Tâches de l'exercice:
#1 D'après le texte sur les négociations salariales de l'État, quelle hausse les syndiqués ont-ils finalement obtenue pour l'année 2024-2025 ?
#2 Rédigez la suite du texte sur les négociations salariales de l'État, en commençant après sa dernière phrase.

Texte fourni:
#####

Pourquoi énorme ? Parce que la hausse finalement obtenue par les syndiqués pour l’année 2024-2025 débutant le 1er avril 2024 est de 9 % ⁠2.

Bref, l’écart de 5 %, c’est comme prévoir 4 % de hausse de salaire et finir les négos à 9 %.

Dans les faits, la différence est moindre, car l’écart de 3 milliards englobe aussi des volets non salariaux, par exemple l’ajout des aides à la classe. Il reste que le fossé est étonnamment grand.

Autre façon de juger de l’écart de prévision : les 3 milliards représentent 30 % de l’augmentation de la masse salariale des employés de l’État sur les cinq ans des conventions (cette masse passera de 60 à 70 milliards, selon les renseignements de mon collègue Tommy Chouinard). Presque le tiers, donc, n’était pas budgété. C’est beaucoup !

Pas de coussin, dit Girard

Doit-on comprendre que le gouvernement a nettement sous-estimé la grogne de ses employés et leur détermination à faire des gains, avec une grève ?

#####

Liste fournie:
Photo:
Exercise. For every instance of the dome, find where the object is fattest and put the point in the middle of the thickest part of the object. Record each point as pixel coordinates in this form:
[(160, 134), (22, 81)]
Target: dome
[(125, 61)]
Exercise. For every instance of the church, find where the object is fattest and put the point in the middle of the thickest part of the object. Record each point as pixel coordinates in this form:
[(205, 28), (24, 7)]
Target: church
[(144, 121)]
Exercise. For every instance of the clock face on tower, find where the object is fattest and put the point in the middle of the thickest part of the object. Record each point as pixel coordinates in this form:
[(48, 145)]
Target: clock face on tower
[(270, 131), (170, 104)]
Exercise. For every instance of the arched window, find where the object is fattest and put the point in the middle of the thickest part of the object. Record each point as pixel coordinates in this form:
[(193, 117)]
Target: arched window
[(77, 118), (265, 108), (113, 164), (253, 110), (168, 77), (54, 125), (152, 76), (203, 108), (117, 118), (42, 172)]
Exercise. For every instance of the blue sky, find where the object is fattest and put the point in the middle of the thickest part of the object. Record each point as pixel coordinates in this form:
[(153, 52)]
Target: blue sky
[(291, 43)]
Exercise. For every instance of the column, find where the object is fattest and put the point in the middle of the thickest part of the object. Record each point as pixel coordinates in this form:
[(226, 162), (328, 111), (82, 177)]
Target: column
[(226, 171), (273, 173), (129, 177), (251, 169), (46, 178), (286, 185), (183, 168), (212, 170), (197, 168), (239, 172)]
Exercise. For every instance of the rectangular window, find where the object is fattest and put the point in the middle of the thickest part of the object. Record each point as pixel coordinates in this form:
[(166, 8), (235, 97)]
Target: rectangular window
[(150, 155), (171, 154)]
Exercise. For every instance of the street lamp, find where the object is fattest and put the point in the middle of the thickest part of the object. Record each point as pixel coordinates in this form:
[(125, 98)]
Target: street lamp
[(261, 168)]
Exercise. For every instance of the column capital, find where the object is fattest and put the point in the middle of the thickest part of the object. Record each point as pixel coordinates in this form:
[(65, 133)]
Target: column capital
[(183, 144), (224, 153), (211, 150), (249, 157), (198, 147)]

#####

Réponses aux tâches:
#1 Une hausse de 9 %.

#2
Questionné à ce sujet, Eric Girard répond d’abord qu’il n’avait pas budgété de coussin financier dans sa mise à jour pour tenir compte de la dynamique des négos. « En finances publiques, ce qui est important, ce n’est pas ce que je prévois, mais ce qui est. À la mise à jour, on avait un encadré qui expliquait nos offres alors déposées et c’est ce qu’on a budgété. »

Ah bon ? Mais les budgets ne servent-ils pas à informer la population des revenus et dépenses à venir, compte tenu des aléas de l’économie et des impératifs de gestion ?

N’est-ce pas de la saine gestion, justement, que de bien prévoir le résultat attendu des négos, de l’inclure dans le déficit et, conséquemment, de se ménager une marge de manœuvre ?

Après discussion, Eric Girard a reconnu qu’il aurait pu se garder des provisions pour imprévus et augmenter son déficit de 1,5 milliard à la mise à jour de l’automne, par exemple.

« Avoir su qu’on finirait à 11 milliards, j’aurais probablement dû inscrire un déficit de 5 milliards à la mise à jour, plutôt que 3 milliards, mais c’est facile à dire après coup. Mais effectivement. En Ontario, c’est ce qu’ils ont fait : ils avaient gardé leurs provisions et boosté leur déficit », a-t-il dit.

Pour valider mon impression, j’ai contacté un gestionnaire d’expérience des finances publiques, qui ne peut être cité.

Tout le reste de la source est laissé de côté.